### Цель задания
Какой маневр приказано выполнить группе в отрывке «В гвардейской семье» и с какой целью?

Анатолий Недбайло - В гвардейской семье
В кабину проникает удушливый, кисловатый запах. «Цена» секунд повышается: вражеские зенитки ведут
огонь. Снаряды рвутся на «нашей» высоте, поэтому приказываю группе выполнить противозенитный
маневр, чтобы помешать противнику пристреляться. [143]
Идем ниже, и поле боя предстает теперь перед нами крупным планом. Густой дым застилает цели. Где-то
здесь должны быть артиллерийские и минометные позиции фашистов. Они, естественно, замаскированы, и увидеть их и без того трудно, а тут еще дым!
Вспышка. Еще одна... Внимательно всматриваюсь.
— Ах, вот вы где! — не могу удержаться от восклицания, заметив стволы, словно бы вдавленные в землю
лафеты, укрытия, ящики со снарядами. Артиллерийская батарея врага демаскировала себя. Но она здесь
не одна: в стороне замечаю еще одну огневую позицию.

### Предоставленный материал
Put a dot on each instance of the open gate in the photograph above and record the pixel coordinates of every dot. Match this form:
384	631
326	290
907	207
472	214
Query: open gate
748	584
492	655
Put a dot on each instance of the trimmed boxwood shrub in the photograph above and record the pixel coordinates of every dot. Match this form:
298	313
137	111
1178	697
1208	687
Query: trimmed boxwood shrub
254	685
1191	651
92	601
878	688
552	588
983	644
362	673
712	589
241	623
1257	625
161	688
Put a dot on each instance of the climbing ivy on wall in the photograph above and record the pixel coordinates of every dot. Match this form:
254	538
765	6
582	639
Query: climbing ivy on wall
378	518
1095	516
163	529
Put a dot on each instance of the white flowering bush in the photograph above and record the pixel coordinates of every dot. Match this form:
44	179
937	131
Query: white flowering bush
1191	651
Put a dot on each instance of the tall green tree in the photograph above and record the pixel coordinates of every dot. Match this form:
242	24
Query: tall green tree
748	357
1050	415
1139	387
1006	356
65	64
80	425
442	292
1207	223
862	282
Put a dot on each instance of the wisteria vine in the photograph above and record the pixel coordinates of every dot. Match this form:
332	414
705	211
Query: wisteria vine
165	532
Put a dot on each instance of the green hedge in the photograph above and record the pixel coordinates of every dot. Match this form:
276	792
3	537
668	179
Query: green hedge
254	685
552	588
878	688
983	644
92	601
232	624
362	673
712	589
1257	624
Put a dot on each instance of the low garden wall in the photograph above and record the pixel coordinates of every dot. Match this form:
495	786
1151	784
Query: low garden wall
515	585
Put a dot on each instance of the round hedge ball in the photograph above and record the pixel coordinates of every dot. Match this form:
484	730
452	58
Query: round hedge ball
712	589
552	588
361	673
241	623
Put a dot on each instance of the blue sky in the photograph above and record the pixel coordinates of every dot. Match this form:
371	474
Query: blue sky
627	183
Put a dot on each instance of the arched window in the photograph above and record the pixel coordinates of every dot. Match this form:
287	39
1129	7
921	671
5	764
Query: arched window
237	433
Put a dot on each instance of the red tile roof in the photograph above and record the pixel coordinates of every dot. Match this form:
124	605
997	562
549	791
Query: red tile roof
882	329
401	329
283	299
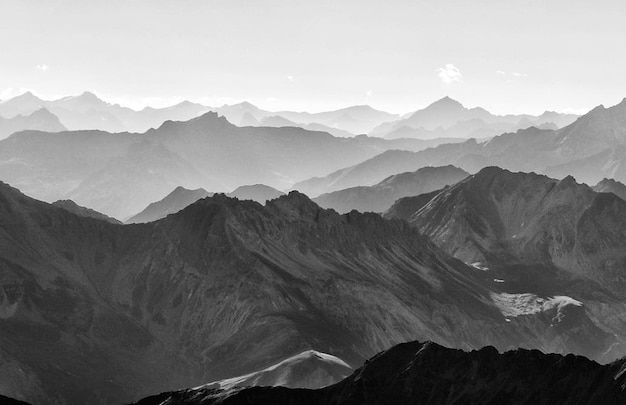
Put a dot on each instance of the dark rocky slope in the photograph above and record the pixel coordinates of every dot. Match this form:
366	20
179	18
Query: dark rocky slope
426	373
225	287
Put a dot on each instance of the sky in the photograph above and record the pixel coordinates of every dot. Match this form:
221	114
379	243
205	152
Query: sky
507	56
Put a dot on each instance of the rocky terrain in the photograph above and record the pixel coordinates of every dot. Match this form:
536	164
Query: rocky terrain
175	201
590	149
92	309
40	120
380	197
427	373
611	186
256	192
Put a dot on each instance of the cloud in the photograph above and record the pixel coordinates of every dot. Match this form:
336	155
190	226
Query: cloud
510	77
450	74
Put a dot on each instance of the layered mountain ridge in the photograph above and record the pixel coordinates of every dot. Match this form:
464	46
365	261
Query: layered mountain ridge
427	373
123	311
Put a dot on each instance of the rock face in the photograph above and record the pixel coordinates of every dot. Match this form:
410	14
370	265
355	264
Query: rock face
256	192
611	186
175	201
72	207
381	196
426	373
120	174
225	288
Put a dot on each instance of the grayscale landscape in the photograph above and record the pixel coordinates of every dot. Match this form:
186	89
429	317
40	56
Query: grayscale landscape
272	202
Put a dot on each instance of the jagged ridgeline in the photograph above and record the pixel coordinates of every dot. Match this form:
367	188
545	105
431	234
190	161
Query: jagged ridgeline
225	288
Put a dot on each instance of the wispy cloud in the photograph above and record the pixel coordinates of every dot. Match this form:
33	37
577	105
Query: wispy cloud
510	76
449	74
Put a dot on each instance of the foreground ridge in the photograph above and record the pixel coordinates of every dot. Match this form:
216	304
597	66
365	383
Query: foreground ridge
427	373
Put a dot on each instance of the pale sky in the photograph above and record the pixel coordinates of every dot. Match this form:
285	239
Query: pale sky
509	56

### Итог упражнения
Противозенитный маневр, чтобы помешать противнику пристреляться.